▸ **Work to be completed**
Each entry below has to be written out again without any change.

-- Data records follows --

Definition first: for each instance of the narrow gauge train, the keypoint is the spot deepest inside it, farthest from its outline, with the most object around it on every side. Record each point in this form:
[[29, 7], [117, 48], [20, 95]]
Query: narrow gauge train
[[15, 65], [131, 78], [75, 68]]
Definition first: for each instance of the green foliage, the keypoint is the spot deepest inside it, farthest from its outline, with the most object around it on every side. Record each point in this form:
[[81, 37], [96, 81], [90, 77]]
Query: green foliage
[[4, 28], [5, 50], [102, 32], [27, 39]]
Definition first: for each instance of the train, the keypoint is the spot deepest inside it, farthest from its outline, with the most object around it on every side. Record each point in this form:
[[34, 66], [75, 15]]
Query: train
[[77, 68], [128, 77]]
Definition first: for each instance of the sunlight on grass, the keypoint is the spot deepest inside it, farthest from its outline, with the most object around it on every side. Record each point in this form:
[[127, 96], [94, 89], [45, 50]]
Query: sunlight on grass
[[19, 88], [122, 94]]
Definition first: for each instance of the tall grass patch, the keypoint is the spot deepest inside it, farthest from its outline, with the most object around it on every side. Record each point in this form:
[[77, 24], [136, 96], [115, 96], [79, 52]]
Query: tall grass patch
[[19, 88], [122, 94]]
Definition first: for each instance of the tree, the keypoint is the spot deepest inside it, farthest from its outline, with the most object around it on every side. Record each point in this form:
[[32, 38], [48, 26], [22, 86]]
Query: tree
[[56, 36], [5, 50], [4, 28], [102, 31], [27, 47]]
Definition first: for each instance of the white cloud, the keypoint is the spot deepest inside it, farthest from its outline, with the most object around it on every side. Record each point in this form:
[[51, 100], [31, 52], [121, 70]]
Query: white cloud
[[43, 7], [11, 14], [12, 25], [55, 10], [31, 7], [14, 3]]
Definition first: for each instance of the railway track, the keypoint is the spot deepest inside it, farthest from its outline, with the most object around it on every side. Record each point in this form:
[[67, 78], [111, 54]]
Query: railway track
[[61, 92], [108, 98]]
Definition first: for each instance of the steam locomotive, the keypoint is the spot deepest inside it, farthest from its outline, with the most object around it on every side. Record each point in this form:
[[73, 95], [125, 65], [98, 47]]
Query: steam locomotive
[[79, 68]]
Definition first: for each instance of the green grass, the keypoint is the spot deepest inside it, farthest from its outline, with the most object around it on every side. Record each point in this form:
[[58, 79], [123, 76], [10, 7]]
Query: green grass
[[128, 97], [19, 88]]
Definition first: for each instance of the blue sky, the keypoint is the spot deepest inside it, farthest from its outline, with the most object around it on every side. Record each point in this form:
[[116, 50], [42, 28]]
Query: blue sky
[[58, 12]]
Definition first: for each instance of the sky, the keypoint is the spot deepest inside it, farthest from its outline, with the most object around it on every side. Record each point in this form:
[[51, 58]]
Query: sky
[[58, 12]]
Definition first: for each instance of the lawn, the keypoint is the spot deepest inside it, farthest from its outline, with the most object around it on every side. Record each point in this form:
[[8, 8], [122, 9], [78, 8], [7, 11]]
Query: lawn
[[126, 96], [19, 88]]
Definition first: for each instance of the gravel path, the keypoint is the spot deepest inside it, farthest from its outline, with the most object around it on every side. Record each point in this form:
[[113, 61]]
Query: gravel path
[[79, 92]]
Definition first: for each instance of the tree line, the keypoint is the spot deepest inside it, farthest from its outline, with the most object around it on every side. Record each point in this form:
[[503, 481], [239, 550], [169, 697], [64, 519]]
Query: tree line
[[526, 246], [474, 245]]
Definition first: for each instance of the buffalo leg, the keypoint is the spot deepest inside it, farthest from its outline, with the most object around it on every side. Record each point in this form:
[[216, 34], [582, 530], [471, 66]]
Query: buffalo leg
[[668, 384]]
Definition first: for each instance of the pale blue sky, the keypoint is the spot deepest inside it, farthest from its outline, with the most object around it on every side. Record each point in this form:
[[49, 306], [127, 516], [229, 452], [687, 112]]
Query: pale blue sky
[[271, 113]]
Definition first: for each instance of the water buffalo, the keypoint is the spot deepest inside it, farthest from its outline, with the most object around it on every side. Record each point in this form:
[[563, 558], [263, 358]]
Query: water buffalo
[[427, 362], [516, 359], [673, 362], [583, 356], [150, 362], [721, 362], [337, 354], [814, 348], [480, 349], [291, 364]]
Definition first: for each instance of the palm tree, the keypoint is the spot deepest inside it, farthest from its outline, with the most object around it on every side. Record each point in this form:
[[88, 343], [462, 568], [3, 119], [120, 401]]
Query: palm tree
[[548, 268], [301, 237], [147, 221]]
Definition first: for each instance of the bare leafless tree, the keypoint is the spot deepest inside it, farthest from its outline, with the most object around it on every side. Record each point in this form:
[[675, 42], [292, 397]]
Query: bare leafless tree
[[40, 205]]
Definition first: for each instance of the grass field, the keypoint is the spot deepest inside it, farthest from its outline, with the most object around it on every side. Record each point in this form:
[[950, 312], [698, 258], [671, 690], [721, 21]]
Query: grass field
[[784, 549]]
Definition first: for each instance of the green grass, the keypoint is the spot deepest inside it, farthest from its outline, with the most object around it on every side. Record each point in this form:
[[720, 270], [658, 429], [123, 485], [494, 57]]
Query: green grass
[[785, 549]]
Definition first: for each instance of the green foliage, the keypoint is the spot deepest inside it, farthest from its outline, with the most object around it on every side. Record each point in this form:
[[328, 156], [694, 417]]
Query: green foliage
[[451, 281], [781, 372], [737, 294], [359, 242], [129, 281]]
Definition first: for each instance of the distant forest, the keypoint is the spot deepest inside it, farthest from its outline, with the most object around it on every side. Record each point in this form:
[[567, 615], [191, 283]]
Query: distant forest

-- Data records concluded --

▸ **Your solution**
Definition first: for each instance of the narrow gauge train, the keypoint is the spot deepest inside it, farthest from its outline, with the most object around it on every side. Record each point in this form:
[[29, 7], [117, 48], [20, 95]]
Query: narrow gauge train
[[15, 65], [131, 78], [75, 68]]
Definition first: for each instance of the green foliage, the keypoint is the spot deepest inside it, farthest from its outline, with the most object around it on every side. Record each point in this form:
[[81, 37], [96, 81], [90, 77]]
Query: green foliage
[[4, 28], [5, 50], [102, 32], [27, 39]]
Definition first: for each instance of the train, the keypoint is the spot deepest inside it, farthest from its outline, with the most object around it on every side. Record each point in this form:
[[34, 66], [75, 15]]
Query: train
[[77, 68], [128, 77]]
Definition first: for each instance of the sunlight on grass, the keypoint is the spot deepest inside it, farthest from its outline, with the most object around it on every side. Record each point in this form:
[[127, 96], [94, 89], [45, 50]]
Query: sunlight on grass
[[19, 88], [122, 94]]
Definition first: for each instance of the tall grass patch, the keypoint is the spot deepest inside it, farthest from its outline, with the most object around it on every side. Record each point in this form:
[[77, 24], [136, 96], [115, 96], [79, 52]]
Query: tall grass patch
[[19, 88], [122, 94]]
Definition first: for each instance of the tree, the keypoint is the spot deepest inside it, farthest from its outline, with the most object around it on every side. Record each point in this form:
[[32, 38], [48, 26], [22, 86]]
Query: tree
[[56, 36], [5, 50], [4, 28], [102, 31], [27, 47]]
Definition first: for each instance of the white cloud, the keypoint is the spot deepest inside it, farthest from its outline, with the most object around it on every side. Record each point in this form:
[[51, 100], [31, 52], [121, 70]]
Query: white cloud
[[43, 7], [11, 14], [12, 25], [55, 10], [31, 7], [14, 3]]
Definition first: for each instance of the railway track, the keypoint is the spot deepest inside it, farthest from its outline, with the most object around it on every side. Record each point in this form:
[[67, 78], [111, 54]]
Query: railway track
[[61, 92], [108, 98]]
Definition first: for each instance of the steam locomotive, the keypoint is the spot deepest inside it, farthest from its outline, with the most object around it on every side. Record each point in this form:
[[73, 95], [125, 65], [98, 47]]
Query: steam locomotive
[[79, 68]]
Definition first: for each instance of the green grass, the keypoint is the spot deepest inside it, farthest from its outline, with the most object around it on every side. Record each point in this form:
[[58, 79], [123, 76], [10, 7]]
Query: green grass
[[128, 97], [19, 88]]
Definition first: for each instance of the blue sky, the keypoint is the spot deepest inside it, farthest from its outline, with the most object around it on every side. Record each point in this form:
[[116, 50], [42, 28]]
Query: blue sky
[[58, 12]]
Definition first: for each instance of the sky, the keypoint is the spot deepest inside it, farthest from its outline, with the most object around it on every side. Record each point in this form:
[[51, 58]]
Query: sky
[[58, 12]]
Definition first: for each instance of the lawn, the keypoint is the spot deepest inside it, farthest from its outline, with the most object around it on every side. Record each point in this form:
[[8, 8], [122, 9], [78, 8], [7, 11]]
Query: lawn
[[126, 96], [19, 88]]
Definition first: for each instance of the gravel path, the keypoint is the spot deepest inside it, farthest from its outline, with the most object around it on every side. Record each point in this form:
[[113, 61]]
Query: gravel path
[[79, 92]]
Definition first: for each instance of the tree line, the keypoint is the spot deepest inside it, farthest from its outline, with the most object around it on every side. Record each point in this form:
[[503, 481], [239, 550], [169, 697], [64, 519]]
Query: tree line
[[526, 246], [474, 245]]
Definition first: for each instance of the buffalo leg, the keypoint is the spot deepest inside it, farthest from its outline, with the most object around it on every side. Record each point in this form:
[[216, 34], [582, 530], [471, 66]]
Query: buffalo leg
[[668, 384]]
Definition first: for each instance of the pale blue sky, the keypoint is the spot deepest inside it, farthest from its outline, with the most object around it on every side. Record each point in this form:
[[49, 306], [127, 516], [229, 452], [687, 112]]
Query: pale blue sky
[[271, 113]]
Definition first: for each instance of the water buffalo, the keypoint is the spot deepest inside it, farthest from its outline, with the most object around it on every side. Record each point in this form:
[[563, 558], [263, 358]]
Query: water buffalo
[[427, 362], [516, 359], [673, 362], [583, 356], [150, 362], [721, 362], [337, 354], [814, 348], [480, 349], [291, 364]]
Definition first: for each instance of the palm tree, the keypoint is the spot deepest inside it, farthest from its outline, with the most object around it on every side. Record each point in this form:
[[88, 343], [462, 568], [3, 119], [120, 401]]
Query: palm tree
[[548, 268], [301, 237], [147, 221]]
Definition first: for each instance of the bare leafless tree, the keypoint is the spot deepest inside it, farthest from its outline, with the most object around it on every side. Record each point in this form:
[[675, 42], [292, 397]]
Query: bare leafless tree
[[40, 205]]
Definition first: for each instance of the grass field, the keypoint is the spot deepest inside it, farthest from its outline, with the most object around it on every side. Record each point in this form:
[[950, 312], [698, 258], [671, 690], [721, 21]]
Query: grass field
[[784, 549]]
Definition first: for each instance of the green grass, the keypoint is the spot deepest inside it, farthest from its outline, with the most object around it on every side. Record each point in this form:
[[720, 270], [658, 429], [123, 485], [494, 57]]
Query: green grass
[[785, 549]]
Definition first: for each instance of the green foliage, the keypoint is the spot deepest inside it, farthest from its outline, with the most object around it on every side. Record each point in this form:
[[328, 156], [694, 417]]
Query: green foliage
[[451, 281], [781, 372], [737, 294], [359, 242], [129, 281]]
Definition first: for each instance of the distant forest, the keypoint is the spot deepest inside it, farthest from its outline, with the most object around it on every side. Record each point in this form:
[[567, 615], [191, 283]]
Query: distant forest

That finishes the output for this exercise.